▶ _STUDY TEXT_:
##########

Teachers' Union Calls For Government To Follow US and Fund Ventilation Units For Classrooms
3 min read

Classrooms should be fitted with ventilation units in time for the return to school in September, a leading education union has said today.

Dr Mary Bousted, general secretary of the National Education Union, told PoliticsHome the government should look to the USA, where earlier this year President Joe Biden passed guidance on “proper ventilation” for schools in an executive order.

And at a city level, more than 50,000 New York public schools will get two air purifiers per classroom by September.  

In an interview with PolHome, Dr Bousted said: “I am concerned that throughout last year we have repeatedly asked the government to ensure that there is proper ventilation in schools.

“We know a lot more about Covid now than we did [at the start]. When the pandemic started, it was believed that it was largely transmitted through touch…we now know it is largely an airborne disease. We know that children do get Covid and spread it, and we know that some of them will get "long Covid" and will suffer from that disease, and we know that the Delta variant is much more transmissive, and more virulent, than the previous versions.

“So, I am concerned that all my requests for ventilation units in classrooms have been denied.”

##########

▶ _DATA EXTRACTS_:
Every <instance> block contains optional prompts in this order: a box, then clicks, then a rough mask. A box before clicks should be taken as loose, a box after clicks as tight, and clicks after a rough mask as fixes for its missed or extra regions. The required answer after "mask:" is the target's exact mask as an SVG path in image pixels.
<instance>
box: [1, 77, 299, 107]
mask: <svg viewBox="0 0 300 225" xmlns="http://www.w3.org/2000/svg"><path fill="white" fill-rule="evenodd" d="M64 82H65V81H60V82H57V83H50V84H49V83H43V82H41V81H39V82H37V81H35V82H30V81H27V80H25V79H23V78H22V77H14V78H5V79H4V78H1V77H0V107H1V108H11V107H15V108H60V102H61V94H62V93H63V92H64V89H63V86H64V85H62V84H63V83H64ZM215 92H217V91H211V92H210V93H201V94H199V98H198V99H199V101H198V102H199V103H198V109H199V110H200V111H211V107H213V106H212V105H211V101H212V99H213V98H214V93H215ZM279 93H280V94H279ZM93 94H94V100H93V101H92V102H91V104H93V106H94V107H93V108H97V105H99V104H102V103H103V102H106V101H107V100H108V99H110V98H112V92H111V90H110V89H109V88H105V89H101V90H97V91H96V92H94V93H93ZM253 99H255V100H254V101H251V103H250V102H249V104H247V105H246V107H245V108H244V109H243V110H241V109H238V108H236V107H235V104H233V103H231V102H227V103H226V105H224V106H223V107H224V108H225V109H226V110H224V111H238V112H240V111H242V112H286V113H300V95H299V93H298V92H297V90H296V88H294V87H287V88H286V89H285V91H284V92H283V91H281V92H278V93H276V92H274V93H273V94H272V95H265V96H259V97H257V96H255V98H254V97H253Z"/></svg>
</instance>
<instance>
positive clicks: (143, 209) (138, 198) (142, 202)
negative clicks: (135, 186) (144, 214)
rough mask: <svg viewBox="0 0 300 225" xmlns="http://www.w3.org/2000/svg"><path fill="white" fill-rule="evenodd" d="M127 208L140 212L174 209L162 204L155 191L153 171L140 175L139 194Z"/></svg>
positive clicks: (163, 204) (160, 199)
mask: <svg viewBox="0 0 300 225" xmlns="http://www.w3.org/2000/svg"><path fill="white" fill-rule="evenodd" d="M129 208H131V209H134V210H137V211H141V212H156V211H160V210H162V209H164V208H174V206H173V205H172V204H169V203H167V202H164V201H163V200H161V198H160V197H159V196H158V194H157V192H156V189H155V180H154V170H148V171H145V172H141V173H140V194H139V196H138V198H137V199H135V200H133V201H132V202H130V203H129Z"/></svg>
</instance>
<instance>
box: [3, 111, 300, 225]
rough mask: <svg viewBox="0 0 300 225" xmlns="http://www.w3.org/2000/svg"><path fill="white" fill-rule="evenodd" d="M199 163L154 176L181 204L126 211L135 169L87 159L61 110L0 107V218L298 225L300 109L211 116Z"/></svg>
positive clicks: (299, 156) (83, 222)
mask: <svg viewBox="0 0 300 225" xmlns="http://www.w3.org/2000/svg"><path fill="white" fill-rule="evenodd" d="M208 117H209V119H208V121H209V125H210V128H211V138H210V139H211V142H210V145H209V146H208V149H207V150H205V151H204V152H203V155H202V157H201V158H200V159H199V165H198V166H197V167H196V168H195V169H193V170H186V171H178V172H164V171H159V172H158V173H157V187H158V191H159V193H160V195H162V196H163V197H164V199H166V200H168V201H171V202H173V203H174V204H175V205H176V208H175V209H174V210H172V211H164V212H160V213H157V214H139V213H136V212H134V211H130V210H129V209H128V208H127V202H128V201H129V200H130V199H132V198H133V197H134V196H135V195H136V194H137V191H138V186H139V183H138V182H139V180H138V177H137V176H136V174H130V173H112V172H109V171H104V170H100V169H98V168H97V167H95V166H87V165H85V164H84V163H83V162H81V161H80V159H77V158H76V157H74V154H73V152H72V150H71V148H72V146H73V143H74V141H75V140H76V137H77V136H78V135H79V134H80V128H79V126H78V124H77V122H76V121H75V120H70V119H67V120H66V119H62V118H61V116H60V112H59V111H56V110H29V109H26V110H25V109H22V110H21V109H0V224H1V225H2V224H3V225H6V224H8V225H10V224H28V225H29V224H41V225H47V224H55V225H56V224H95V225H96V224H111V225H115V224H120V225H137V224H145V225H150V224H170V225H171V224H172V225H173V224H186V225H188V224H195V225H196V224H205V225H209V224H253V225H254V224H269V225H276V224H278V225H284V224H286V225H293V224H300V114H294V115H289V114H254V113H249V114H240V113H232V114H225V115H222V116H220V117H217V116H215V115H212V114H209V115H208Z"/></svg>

##########

▶ _TASKS_:
• A. Answer these questions about the article on classroom ventilation, one line each:
(i) What post does Dr Mary Bousted hold?
(ii) How many air purifiers per classroom will New York public schools get by September?
(iii) How does Dr Bousted compare the Delta variant with the previous versions?
• B. Carry on the article on classroom ventilation from its last sentence.
The listing after the text is unrelated material.

▶ _RESULTS FOR EACH TASK_:
• A.
(i) General secretary of the National Education Union.
(ii) Two.
(iii) She says it is much more transmissive and more virulent.

• B.
From September the majority of Covid mitigation measures in English secondary schools will be removed with the end of bubbles, social distancing and mask wearing. The management of Covid will be largely done through lateral flow tests with pupils asked to take a test in first week of the new term, and then to take two a week until the end of the month.

Any staff or pupils with a positive lateral flow test will be asked to self-isolate until they get the result of a PCR test. If it is negative, it overrides the lateral flow and the teacher, staff member or pupil can continue going to school.

When it comes to ventilation the Department for Education guidance says schools should identify poorly ventilated spaces as part of a risk assessment and take steps to improve fresh air flow, and that civil servants are working with Public Health England, NHS Test and Trace and Sage on a pilot to measure CO2 levels in classrooms.

In the USA, it was announced that President Biden's $1.9 trillion American Rescue Plan would allow schools to apply for funds to improve ventilation in their buildings.

Bousted said: “I'm concerned that the government's talked about suppression [of the virus] in schools, but not given schools and leaders the resources to really bring those into effect, like they have done in some states in America where every classroom has a ventilation unit.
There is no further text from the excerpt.